* [SELECTED PASSAGE]:
By Nick Whittle, 8 Aug 2019

ITCH, a new business that specialises in subscription flea and worm treatments for pets, commissioned the study. The conclusions, writes The Sun, follow:

•    One in three men remarked that buying a cat was the “best thing they had ever done”. The same ratio believed their cat was a good listener and kept them calm.

•    At least one in three male cat owners were put off by the practicalities of cat ownership, such as emptying the litter tray and treating the animal for worms.

•    One in four male cat owners believes their cat to be good company and an adequate replacement of a human being.

•    One in four men believed their having a cat portrayed them as loving and tender.

•    One in six men believed their having a cat aided their love life (although presumably five out of six men were happy to talk to a cat instead).

•    One in ten male cat owners believed their cat was able to counsel them through hard times.

ITCH

The study appears on the face of it to be part of a strategy of the month-old ITCH to generate sales.

According to The Sun, Jonny Gould, boss of ITCH, said of the study: “From our research, it’s great to see that so many of our cat-chelors are taking their pets to the vet regularly, however only 23 per cent are flea-ing every month, leaving our furry pals at risk.

"Fleas are a nightmare for our pets. The Itch flea monthly subscription pack makes it really easy to protect your pet so you never forget a treatment ever again."

ITCH was co-founded by entrepreneur James Cox, retailers Jonny and Adam Gould and marketer Charlotte Harper. According to Business Leader, the brand has received £5m investment from various sources including Seedcamp, Nigel Wray and James Cox.

* [DATASET]:
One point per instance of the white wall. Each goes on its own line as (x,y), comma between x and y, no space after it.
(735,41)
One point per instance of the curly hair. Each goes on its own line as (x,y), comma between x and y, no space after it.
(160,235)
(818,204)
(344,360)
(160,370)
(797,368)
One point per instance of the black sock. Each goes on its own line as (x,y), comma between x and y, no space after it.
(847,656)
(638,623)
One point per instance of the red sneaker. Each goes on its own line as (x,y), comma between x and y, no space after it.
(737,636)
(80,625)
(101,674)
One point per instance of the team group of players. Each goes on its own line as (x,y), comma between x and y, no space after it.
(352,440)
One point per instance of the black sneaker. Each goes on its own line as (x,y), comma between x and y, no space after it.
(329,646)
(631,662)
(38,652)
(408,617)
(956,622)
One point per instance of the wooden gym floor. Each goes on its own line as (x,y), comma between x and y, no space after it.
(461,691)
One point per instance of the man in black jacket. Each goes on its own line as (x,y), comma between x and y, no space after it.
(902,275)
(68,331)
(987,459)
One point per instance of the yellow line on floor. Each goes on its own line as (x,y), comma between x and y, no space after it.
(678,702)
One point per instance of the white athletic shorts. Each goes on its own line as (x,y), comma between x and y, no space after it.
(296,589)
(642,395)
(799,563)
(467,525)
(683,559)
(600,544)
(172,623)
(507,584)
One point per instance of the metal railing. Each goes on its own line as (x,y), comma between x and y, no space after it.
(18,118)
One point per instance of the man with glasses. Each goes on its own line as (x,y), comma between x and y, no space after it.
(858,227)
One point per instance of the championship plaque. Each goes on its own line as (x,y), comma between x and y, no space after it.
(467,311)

--

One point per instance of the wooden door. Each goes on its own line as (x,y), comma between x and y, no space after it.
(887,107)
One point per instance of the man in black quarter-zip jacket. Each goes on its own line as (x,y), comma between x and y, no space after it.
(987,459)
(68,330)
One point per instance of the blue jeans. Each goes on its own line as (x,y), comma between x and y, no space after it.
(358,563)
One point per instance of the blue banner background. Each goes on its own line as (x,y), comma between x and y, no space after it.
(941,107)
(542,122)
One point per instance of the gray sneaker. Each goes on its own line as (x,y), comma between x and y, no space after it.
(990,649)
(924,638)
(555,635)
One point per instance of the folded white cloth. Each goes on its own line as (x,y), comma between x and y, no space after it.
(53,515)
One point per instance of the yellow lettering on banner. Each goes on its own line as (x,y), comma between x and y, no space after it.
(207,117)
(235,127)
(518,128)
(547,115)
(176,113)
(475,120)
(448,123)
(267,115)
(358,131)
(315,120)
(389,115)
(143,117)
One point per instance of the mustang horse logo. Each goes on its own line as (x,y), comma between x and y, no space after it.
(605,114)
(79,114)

* [TO BE DONE]:
(1) From the article on male cat owners, reproduce the passage that begins at the words "ITCH, a new" and ends after the words "a cat instead).".
(2) Name everyone the article on male cat owners identifies as a co-founder of ITCH.
(3) According to the article on male cat owners, how much investment has the ITCH brand received?

* [TASK-BY-TASK RESULTS]:
(1)
ITCH, a new business that specialises in subscription flea and worm treatments for pets, commissioned the study. The conclusions, writes The Sun, follow:

•    One in three men remarked that buying a cat was the “best thing they had ever done”. The same ratio believed their cat was a good listener and kept them calm.

•    At least one in three male cat owners were put off by the practicalities of cat ownership, such as emptying the litter tray and treating the animal for worms.

•    One in four male cat owners believes their cat to be good company and an adequate replacement of a human being.

•    One in four men believed their having a cat portrayed them as loving and tender.

•    One in six men believed their having a cat aided their love life (although presumably five out of six men were happy to talk to a cat instead).

(2)
James Cox
Jonny Gould
Adam Gould
Charlotte Harper

(3) £5m, according to Business Leader.